Supplied records:
>> start
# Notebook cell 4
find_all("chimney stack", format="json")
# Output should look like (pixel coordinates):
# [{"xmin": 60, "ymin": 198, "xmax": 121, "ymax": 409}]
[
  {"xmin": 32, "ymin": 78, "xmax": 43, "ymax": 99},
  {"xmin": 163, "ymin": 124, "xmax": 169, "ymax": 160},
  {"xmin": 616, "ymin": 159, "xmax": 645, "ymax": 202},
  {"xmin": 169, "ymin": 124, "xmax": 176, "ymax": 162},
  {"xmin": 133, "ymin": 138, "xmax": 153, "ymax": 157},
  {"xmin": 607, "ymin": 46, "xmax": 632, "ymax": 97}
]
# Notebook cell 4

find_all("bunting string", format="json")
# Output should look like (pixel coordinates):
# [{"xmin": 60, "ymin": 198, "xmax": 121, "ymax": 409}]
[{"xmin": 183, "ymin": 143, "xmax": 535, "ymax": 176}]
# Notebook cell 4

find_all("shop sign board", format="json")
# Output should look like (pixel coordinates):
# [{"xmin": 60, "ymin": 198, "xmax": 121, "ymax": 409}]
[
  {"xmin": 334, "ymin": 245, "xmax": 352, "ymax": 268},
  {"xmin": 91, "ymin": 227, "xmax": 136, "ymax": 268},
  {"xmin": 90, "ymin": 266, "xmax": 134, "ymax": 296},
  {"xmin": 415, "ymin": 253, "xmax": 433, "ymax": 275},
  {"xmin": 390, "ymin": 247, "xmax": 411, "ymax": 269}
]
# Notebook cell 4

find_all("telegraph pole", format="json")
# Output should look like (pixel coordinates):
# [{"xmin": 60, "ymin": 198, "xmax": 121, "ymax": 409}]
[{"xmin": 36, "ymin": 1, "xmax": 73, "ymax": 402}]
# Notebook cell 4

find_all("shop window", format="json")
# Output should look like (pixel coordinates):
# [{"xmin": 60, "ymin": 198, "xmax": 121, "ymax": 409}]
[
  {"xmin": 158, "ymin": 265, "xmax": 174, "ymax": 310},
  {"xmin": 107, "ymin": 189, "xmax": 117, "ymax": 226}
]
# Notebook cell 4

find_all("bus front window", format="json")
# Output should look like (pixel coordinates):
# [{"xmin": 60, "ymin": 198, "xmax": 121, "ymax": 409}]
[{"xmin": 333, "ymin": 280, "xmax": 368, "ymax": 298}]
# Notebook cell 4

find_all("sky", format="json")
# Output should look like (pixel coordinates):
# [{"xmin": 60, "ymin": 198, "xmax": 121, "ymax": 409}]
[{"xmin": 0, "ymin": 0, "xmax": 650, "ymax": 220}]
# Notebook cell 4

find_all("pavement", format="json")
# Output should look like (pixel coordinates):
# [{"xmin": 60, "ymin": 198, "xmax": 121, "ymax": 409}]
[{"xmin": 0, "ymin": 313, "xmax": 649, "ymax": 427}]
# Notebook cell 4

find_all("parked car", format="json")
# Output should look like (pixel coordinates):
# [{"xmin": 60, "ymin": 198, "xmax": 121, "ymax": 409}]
>> end
Task statement: Pull out every line of the records above that contains the string "shop", keeping them in their original order.

Task solution:
find_all("shop sign board", format="json")
find_all("shop window", format="json")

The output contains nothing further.